It's time to downsize to scale-up.

For eCommerce businesses one of the biggest operational costs is attributed to logistics. The cost of housing products securely is high but also contributes to the limits a business can scale, the capacity of a warehouse could be the artificial boundary stopping a business from growing.

In recent years, the concept of online marketplaces, has really taken hold. Places like Amazon, Farfetch or Etsy allow third-party sellers to sell their wares to the platform's customers, whilst offering assortments of products which they haven't pre-bought or hold stock for.

The real challenge then is clear. Whilst the "Big Boys" with extremely successful marketplaces have built sophisticated tech, how does any other business enter this lucrative market and how do they compete, get sellers, build a community of loyal customers and thrive.

In fact the model is very simple. Marketplaces charge a commission or a fee for for each sale, - that is forwarded on to the seller for a percentage, e.g. 20% - which generally the seller ships to the end customer. The real game-changer however is that the marketplace still owns the customer hence all future business.  

Moving to an "on-demand" fulfilment model i.e. passing on an order to a vendor to fulfil directly, negates the need for any localised warehousing holding unsold stock; a huge cost saving for any business. The more sellers added to the marketplace, the better the product choice and variety for the customers, which ultimately leads to more sales.

- ITEMS -

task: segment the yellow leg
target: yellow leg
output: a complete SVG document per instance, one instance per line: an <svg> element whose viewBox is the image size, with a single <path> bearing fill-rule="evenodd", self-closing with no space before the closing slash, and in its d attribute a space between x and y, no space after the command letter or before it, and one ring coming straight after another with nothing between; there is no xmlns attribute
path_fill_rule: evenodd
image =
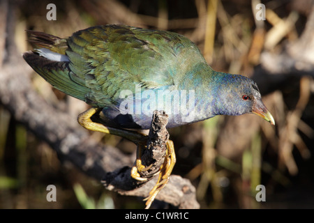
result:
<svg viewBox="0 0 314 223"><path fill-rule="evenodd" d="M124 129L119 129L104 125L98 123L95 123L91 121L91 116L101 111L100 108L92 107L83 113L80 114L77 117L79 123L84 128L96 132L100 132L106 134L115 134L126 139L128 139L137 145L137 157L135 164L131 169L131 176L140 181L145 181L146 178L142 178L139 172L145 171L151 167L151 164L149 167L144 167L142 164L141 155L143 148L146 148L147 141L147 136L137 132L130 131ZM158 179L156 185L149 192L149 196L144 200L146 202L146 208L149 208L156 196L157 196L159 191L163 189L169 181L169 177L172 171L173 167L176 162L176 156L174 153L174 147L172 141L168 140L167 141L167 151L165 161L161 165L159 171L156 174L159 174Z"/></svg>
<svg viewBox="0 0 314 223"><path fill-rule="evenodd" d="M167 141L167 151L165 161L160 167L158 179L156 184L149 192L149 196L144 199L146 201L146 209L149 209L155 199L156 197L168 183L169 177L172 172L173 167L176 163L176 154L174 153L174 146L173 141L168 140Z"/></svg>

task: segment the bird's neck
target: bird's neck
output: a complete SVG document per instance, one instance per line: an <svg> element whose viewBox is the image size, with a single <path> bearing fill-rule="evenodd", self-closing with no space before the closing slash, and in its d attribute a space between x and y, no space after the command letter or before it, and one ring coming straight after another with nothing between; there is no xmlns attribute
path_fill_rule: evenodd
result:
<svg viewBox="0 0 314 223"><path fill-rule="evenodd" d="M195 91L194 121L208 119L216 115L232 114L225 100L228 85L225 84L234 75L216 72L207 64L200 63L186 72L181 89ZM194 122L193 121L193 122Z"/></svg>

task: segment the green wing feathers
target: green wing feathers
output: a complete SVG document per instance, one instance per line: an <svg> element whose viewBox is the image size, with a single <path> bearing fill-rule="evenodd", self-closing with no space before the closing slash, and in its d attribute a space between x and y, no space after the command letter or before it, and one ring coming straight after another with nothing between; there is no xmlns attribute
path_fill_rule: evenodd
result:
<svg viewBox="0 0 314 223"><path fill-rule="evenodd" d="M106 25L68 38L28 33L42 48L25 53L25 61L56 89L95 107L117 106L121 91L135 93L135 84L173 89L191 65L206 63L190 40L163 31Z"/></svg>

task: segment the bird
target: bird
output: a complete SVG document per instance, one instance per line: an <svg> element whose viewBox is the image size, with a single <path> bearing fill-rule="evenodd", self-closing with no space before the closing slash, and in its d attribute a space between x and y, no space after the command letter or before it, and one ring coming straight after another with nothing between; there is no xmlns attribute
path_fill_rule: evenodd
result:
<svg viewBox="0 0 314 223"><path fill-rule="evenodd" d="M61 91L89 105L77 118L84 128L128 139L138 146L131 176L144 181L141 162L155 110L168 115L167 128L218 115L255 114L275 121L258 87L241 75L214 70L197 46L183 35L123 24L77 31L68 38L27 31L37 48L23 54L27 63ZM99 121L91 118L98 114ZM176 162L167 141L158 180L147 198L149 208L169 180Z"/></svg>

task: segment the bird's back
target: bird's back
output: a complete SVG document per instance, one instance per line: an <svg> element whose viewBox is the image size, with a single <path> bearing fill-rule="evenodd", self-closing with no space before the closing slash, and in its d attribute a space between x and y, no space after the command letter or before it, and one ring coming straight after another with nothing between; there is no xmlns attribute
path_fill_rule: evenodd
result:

- WORK TO COMPLETE -
In the passage on online marketplaces, what does passing an order to a vendor to fill directly remove the need for?

- RESPONSE -
Localized warehousing that holds unsold stock.